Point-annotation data
-- START --

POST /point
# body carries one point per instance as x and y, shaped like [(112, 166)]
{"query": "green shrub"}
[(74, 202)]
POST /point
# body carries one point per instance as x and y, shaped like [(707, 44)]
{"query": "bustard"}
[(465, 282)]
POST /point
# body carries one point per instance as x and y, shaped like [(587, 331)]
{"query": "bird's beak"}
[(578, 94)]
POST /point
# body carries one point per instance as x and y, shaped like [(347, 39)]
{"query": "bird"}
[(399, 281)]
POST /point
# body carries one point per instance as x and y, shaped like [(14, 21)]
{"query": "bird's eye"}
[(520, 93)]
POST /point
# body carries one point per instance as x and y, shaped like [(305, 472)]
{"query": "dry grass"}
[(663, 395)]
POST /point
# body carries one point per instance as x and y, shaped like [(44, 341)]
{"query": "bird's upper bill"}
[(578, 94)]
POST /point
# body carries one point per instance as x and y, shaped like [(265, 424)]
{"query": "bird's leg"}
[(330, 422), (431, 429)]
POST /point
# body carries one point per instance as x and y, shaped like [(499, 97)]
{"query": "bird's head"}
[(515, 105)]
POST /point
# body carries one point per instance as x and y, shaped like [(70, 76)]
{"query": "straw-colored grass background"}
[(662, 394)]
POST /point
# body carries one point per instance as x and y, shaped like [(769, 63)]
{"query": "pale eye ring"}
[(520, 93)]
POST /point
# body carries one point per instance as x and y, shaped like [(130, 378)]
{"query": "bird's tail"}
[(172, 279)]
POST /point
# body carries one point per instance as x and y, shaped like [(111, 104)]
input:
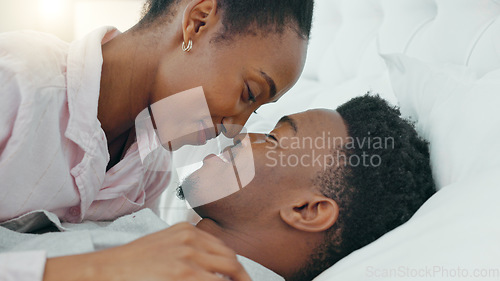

-- END --

## REQUIRED TASK
Find every line in the listing that contains the string "query" and copy each one out in full. Match case exactly.

## REPLY TO THE EXERCISE
{"query": "green shrub"}
{"query": "bustard"}
{"query": "bird's beak"}
{"query": "bird"}
{"query": "bird's eye"}
{"query": "dry grass"}
{"query": "bird's upper bill"}
{"query": "bird's leg"}
{"query": "bird's head"}
{"query": "straw-colored grass background"}
{"query": "pale eye ring"}
{"query": "bird's tail"}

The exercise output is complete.